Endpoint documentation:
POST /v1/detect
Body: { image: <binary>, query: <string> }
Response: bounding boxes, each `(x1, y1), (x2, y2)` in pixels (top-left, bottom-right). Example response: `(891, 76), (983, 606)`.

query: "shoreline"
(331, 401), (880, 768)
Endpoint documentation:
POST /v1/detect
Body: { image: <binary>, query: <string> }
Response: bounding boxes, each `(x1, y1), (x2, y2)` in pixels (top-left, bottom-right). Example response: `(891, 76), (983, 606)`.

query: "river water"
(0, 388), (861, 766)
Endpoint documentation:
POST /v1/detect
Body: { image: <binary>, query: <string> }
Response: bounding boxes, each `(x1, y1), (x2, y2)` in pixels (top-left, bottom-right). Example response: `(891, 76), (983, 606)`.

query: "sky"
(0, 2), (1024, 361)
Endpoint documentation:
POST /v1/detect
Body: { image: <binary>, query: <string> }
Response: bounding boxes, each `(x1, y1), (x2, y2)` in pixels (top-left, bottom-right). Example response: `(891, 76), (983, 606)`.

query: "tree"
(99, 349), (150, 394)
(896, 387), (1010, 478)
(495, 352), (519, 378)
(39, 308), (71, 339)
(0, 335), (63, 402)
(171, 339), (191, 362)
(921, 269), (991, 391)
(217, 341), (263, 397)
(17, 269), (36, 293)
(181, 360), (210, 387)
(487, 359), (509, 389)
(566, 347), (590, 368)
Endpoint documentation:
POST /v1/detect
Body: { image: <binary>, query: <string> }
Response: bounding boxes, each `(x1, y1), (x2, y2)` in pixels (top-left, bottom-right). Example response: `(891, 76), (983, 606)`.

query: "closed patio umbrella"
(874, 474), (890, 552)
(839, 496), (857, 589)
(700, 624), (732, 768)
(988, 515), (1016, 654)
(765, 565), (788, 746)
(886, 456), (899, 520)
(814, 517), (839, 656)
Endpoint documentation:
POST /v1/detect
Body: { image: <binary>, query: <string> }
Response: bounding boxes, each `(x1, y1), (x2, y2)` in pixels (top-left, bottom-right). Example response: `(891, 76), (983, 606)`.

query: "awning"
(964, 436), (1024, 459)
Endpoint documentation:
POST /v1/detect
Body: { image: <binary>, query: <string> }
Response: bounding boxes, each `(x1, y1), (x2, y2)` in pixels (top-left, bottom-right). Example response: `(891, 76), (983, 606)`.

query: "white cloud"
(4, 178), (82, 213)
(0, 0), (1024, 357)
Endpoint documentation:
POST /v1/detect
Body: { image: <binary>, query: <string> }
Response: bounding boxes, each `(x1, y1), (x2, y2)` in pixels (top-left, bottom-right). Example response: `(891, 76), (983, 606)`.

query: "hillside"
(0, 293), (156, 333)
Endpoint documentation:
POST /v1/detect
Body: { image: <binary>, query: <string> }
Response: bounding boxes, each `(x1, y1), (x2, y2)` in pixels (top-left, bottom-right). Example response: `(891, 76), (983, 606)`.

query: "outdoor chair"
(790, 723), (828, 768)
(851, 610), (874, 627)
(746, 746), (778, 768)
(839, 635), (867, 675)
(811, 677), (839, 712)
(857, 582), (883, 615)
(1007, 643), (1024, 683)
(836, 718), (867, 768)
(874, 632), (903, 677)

##############################

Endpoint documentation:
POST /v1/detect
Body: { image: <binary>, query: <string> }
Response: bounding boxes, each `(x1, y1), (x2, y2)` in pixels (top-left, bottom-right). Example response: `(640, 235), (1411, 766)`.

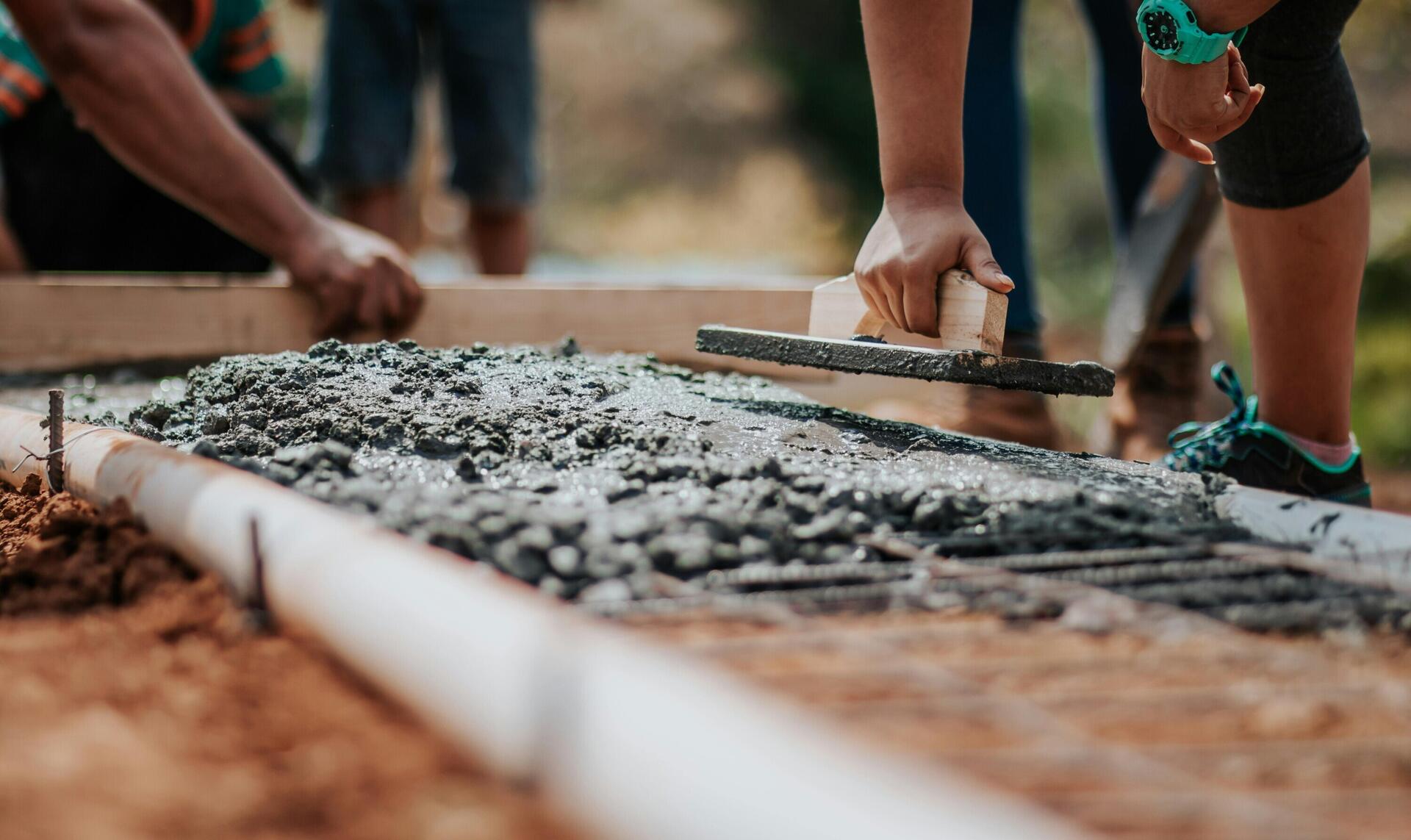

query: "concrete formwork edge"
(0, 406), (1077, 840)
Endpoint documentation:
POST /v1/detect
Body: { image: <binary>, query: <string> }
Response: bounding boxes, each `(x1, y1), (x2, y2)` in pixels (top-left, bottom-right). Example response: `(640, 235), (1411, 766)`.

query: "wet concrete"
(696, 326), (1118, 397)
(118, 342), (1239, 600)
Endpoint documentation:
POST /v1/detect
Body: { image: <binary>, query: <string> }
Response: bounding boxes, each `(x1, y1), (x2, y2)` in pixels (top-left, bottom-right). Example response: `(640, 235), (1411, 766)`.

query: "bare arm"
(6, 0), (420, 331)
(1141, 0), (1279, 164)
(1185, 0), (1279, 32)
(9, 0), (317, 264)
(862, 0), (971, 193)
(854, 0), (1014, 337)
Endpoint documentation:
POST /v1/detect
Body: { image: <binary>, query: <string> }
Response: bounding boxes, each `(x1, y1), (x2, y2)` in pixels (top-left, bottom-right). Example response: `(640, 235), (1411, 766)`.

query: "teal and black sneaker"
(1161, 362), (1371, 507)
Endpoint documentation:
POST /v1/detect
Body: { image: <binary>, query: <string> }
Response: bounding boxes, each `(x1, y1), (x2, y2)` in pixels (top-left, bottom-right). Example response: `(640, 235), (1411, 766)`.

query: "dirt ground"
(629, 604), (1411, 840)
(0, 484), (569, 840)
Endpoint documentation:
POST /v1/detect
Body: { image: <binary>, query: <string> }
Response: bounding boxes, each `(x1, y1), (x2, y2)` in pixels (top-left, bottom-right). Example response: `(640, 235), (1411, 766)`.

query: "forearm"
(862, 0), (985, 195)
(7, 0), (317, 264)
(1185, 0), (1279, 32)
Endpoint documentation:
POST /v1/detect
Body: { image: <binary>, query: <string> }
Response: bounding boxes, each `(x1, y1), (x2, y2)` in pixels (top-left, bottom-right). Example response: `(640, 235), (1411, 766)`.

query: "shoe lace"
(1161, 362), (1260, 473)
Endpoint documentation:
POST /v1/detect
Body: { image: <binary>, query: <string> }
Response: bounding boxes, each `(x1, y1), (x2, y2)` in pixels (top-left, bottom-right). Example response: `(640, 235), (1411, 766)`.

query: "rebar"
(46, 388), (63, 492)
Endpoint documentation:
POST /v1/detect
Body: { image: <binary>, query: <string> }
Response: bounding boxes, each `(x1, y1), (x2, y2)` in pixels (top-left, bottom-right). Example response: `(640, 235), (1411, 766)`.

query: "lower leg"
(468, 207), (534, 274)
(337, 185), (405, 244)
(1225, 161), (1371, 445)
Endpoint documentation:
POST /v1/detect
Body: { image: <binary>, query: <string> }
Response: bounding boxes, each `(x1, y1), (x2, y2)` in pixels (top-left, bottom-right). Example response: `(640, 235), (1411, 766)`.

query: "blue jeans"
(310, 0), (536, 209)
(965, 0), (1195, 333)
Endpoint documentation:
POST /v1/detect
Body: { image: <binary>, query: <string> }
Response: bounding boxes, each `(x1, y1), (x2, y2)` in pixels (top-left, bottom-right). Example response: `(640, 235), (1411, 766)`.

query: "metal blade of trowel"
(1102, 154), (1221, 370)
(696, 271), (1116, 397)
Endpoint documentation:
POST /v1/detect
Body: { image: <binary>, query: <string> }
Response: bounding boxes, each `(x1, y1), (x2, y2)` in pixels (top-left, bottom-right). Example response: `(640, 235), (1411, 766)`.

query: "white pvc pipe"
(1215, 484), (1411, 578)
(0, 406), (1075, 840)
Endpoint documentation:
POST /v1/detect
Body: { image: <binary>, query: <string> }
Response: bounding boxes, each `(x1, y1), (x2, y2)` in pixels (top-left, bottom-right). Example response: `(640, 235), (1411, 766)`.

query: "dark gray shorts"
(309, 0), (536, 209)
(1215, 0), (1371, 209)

##############################

- [Exercise directions]:
Pull out every line of the listing above that contains the word "concrete", and copy each of those lines without any changes.

- [Full answer]:
query: "concrete formwork edge"
query: "wet concrete"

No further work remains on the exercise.